◆ **TESTO DA LEGGERE**
-.-.-
Palermo, movida: Roket ed Exit

(foto di Serena Marotta)

C’è una linea immaginaria che li divide, eppure si trovano uno accanto all’altro. Sono due locali della movida notturna palermitana che in comune hanno solo uno spazio, piazza San Francesco di Paola, ma di fatto rappresentano due mondi diversi: uno è quello etero del Roket, l’altro è quello omosessuale dell’Exit. Una linea che Massimo, quattro anni fa, ha deciso di oltrepassare. È sabato sera, riuscire a farsi spazio tra i ragazzi che popolano la piazza non è semplice. Chioma folta, amanti della musica punk rock, di età inferiore ai 30 anni: sono loro i ragazzi del Roket. Per loro, nessuna paghetta settimanale: studiano e lavorano part time per mantenersi, ma vivono con mamma e papà. E tutto senza rinunciare all’appuntamento settimanale con gli amici al Roket e al loro drink preferito da tre euro: vodka liscia e Redbull.
-.-.-
◆ **ELENCO DATI**
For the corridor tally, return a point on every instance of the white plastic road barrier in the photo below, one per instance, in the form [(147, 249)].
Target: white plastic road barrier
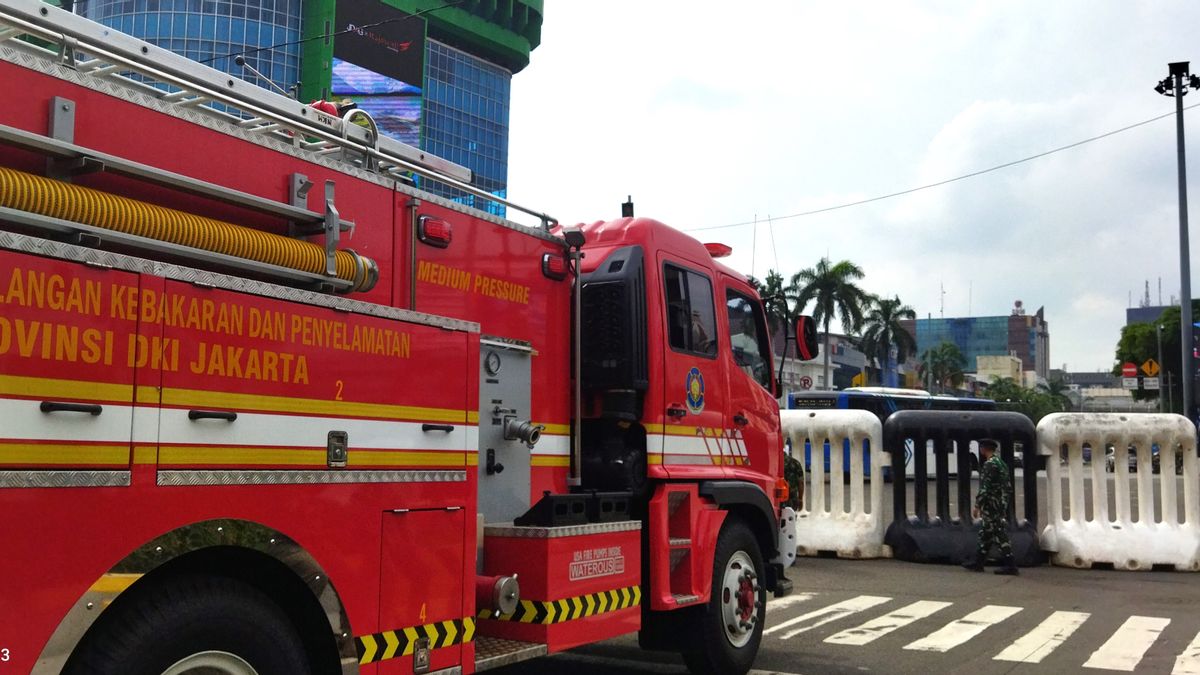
[(826, 523), (1128, 536)]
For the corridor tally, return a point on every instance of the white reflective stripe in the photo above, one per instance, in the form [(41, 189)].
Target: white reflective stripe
[(825, 615), (789, 601), (1038, 643), (1188, 662), (24, 420), (1126, 647), (287, 430), (963, 629), (879, 627)]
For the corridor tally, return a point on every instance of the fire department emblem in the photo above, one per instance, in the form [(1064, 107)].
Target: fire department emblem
[(695, 390)]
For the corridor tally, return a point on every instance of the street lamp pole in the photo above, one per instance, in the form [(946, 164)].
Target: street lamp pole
[(1158, 333), (1176, 84)]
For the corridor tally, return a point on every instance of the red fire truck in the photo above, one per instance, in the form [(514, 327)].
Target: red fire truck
[(270, 406)]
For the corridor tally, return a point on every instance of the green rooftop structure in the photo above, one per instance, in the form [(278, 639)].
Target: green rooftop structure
[(471, 51)]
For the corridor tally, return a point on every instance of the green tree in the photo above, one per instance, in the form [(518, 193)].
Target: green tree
[(943, 365), (833, 291), (1057, 390), (882, 330), (1139, 341), (1033, 404), (774, 293)]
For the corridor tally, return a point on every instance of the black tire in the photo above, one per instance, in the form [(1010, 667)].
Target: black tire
[(714, 651), (160, 627)]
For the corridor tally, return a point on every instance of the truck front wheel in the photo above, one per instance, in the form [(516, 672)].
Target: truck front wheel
[(729, 631), (192, 626)]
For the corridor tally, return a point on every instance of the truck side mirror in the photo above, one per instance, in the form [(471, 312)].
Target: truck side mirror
[(805, 338)]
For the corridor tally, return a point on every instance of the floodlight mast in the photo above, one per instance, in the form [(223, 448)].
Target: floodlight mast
[(1176, 84)]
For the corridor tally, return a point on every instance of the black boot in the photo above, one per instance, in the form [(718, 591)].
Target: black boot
[(1007, 567)]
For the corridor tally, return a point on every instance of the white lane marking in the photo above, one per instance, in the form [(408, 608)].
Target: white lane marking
[(1126, 647), (879, 627), (1038, 643), (789, 601), (615, 664), (827, 614), (963, 629), (1188, 662)]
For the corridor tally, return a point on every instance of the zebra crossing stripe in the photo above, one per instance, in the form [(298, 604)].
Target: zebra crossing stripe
[(879, 627), (963, 629), (789, 601), (1038, 643), (825, 615), (1126, 647), (1188, 662)]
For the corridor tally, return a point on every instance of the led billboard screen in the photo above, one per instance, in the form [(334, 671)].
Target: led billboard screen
[(379, 64)]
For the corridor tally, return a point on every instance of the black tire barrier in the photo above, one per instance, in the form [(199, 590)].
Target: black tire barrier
[(952, 538)]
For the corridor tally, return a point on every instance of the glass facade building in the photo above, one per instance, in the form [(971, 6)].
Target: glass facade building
[(213, 31), (1021, 335), (471, 53), (467, 119)]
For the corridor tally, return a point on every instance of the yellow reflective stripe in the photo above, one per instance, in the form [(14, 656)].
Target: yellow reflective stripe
[(303, 457), (550, 460), (63, 454), (113, 583), (70, 389), (225, 400), (393, 643), (411, 635), (369, 650)]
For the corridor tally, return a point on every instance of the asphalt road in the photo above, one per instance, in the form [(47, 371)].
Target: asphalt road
[(894, 617), (891, 616)]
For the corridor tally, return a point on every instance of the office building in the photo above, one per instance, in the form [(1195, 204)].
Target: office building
[(436, 76)]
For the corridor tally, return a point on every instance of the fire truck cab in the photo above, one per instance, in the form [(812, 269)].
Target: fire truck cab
[(269, 405)]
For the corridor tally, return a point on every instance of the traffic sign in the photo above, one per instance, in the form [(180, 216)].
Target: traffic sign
[(1150, 368)]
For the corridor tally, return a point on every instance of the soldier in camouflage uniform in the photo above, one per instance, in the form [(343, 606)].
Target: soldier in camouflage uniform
[(991, 503)]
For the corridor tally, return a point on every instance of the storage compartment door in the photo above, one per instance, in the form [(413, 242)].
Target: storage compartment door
[(67, 354)]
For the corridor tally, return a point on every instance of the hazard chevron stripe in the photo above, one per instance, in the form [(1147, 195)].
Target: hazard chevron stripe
[(569, 609), (401, 641)]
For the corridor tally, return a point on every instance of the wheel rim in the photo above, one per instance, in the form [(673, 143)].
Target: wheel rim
[(739, 599), (211, 663)]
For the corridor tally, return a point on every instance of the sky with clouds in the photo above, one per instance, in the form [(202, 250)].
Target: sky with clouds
[(717, 113)]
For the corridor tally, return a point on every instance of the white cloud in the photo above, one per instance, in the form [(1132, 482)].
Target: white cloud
[(709, 115)]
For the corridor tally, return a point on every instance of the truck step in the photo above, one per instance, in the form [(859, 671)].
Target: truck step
[(495, 652)]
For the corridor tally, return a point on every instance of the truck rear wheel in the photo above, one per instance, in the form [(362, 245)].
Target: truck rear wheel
[(729, 631), (193, 626)]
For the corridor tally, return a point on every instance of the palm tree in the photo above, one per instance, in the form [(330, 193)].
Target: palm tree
[(832, 290), (1057, 392), (774, 300), (945, 364), (882, 330)]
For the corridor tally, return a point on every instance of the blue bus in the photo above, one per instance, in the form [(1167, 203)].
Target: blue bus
[(882, 401)]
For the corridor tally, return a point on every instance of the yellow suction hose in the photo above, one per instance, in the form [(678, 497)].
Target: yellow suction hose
[(34, 193)]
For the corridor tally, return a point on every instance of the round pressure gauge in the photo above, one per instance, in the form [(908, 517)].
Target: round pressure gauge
[(492, 363)]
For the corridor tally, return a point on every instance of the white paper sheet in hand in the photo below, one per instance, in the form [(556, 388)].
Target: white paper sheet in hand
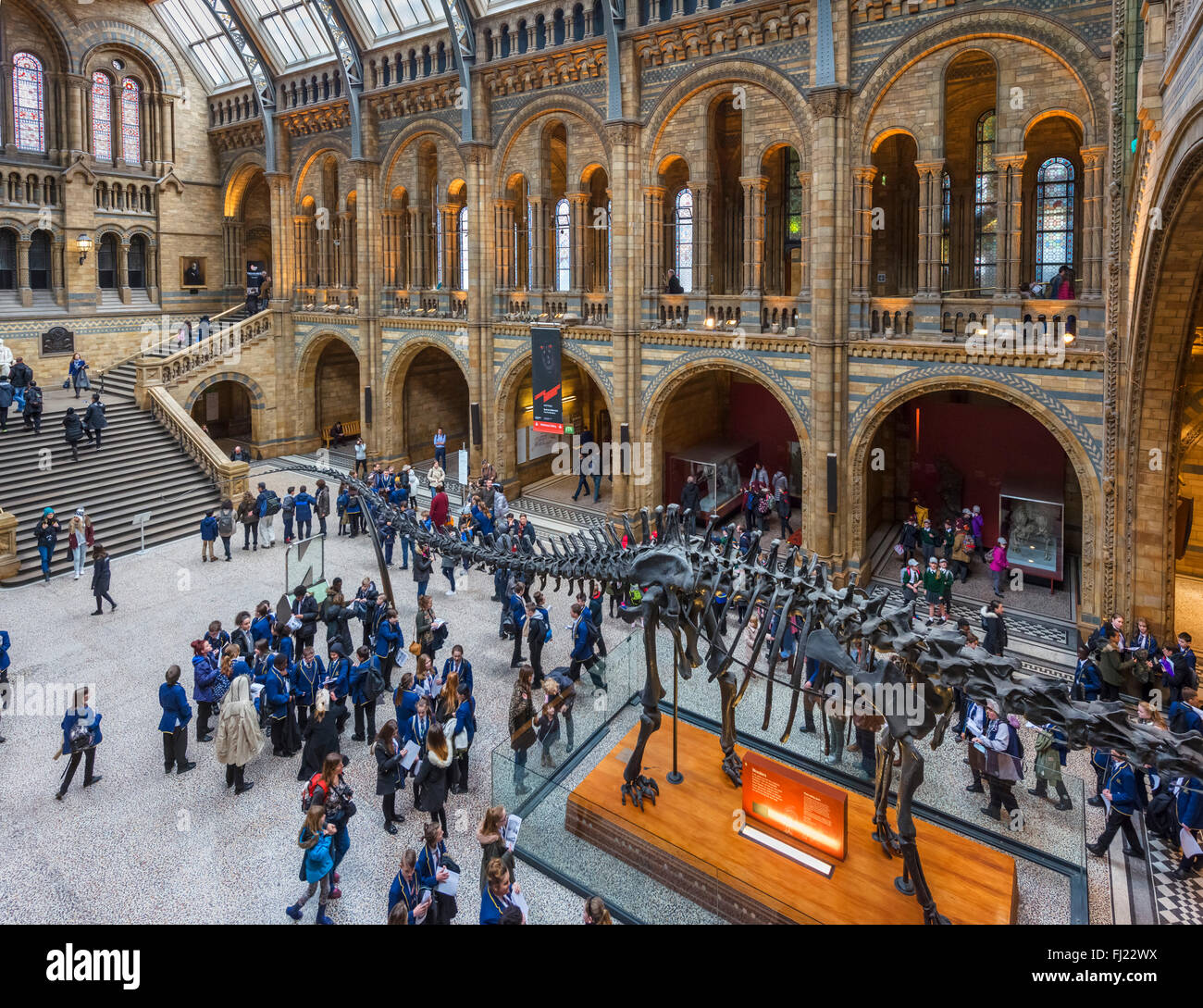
[(409, 754), (510, 834), (1190, 844)]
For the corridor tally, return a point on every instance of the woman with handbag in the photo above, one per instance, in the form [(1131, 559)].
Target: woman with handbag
[(522, 731), (239, 738), (462, 736), (431, 781), (492, 842), (433, 866), (389, 774), (81, 735)]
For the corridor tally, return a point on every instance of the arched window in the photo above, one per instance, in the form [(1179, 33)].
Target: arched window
[(28, 111), (1054, 218), (682, 224), (564, 232), (464, 248), (946, 226), (986, 207), (131, 123), (101, 117)]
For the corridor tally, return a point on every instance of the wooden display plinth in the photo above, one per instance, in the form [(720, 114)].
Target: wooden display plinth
[(688, 842)]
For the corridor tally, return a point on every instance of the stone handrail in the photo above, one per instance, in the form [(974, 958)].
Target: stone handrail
[(224, 342), (229, 478)]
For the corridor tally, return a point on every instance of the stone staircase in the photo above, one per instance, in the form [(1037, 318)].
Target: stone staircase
[(140, 468)]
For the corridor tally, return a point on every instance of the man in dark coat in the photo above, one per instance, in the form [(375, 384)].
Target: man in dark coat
[(94, 418)]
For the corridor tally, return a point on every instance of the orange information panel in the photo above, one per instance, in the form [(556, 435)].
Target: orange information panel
[(800, 806)]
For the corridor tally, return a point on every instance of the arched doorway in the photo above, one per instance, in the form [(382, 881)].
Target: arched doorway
[(433, 393), (716, 425), (930, 449), (544, 462), (336, 385), (224, 408)]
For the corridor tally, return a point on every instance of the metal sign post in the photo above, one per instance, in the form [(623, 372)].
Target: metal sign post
[(143, 520)]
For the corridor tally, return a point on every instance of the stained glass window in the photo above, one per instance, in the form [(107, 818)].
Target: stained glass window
[(27, 103), (101, 117), (564, 238), (131, 123), (682, 259), (986, 207), (1054, 218), (464, 248), (946, 228)]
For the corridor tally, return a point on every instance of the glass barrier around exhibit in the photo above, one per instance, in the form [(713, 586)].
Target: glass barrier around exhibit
[(1047, 844)]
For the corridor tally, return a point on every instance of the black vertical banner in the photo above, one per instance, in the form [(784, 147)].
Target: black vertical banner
[(545, 379)]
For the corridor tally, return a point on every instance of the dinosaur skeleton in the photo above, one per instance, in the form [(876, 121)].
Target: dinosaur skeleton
[(682, 578)]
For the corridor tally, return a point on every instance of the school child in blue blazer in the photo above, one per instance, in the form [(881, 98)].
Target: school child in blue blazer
[(465, 722), (173, 723)]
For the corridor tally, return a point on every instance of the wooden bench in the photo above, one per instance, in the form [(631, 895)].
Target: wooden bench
[(350, 429)]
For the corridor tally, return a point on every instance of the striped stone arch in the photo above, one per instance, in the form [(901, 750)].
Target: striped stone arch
[(94, 34), (726, 71), (527, 113), (257, 400), (869, 417), (971, 31)]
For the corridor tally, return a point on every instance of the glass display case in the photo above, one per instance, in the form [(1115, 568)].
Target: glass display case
[(1034, 523), (718, 468)]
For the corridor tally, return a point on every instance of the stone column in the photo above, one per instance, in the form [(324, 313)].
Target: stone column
[(701, 193), (653, 238), (538, 238), (577, 243), (930, 226), (1093, 160), (1011, 200), (804, 237), (862, 230), (753, 233)]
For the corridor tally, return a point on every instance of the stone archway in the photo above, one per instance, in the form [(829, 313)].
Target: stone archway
[(664, 390), (866, 429)]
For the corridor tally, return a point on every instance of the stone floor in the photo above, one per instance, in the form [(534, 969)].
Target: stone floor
[(184, 850)]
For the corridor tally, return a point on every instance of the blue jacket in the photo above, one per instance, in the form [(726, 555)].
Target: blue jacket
-.-.-
Trascrivi per intero il testo sulla movida di Palermo, senza cambiare una parola.

Palermo, movida: Roket ed Exit

(foto di Serena Marotta)

C’è una linea immaginaria che li divide, eppure si trovano uno accanto all’altro. Sono due locali della movida notturna palermitana che in comune hanno solo uno spazio, piazza San Francesco di Paola, ma di fatto rappresentano due mondi diversi: uno è quello etero del Roket, l’altro è quello omosessuale dell’Exit. Una linea che Massimo, quattro anni fa, ha deciso di oltrepassare. È sabato sera, riuscire a farsi spazio tra i ragazzi che popolano la piazza non è semplice. Chioma folta, amanti della musica punk rock, di età inferiore ai 30 anni: sono loro i ragazzi del Roket. Per loro, nessuna paghetta settimanale: studiano e lavorano part time per mantenersi, ma vivono con mamma e papà. E tutto senza rinunciare all’appuntamento settimanale con gli amici al Roket e al loro drink preferito da tre euro: vodka liscia e Redbull.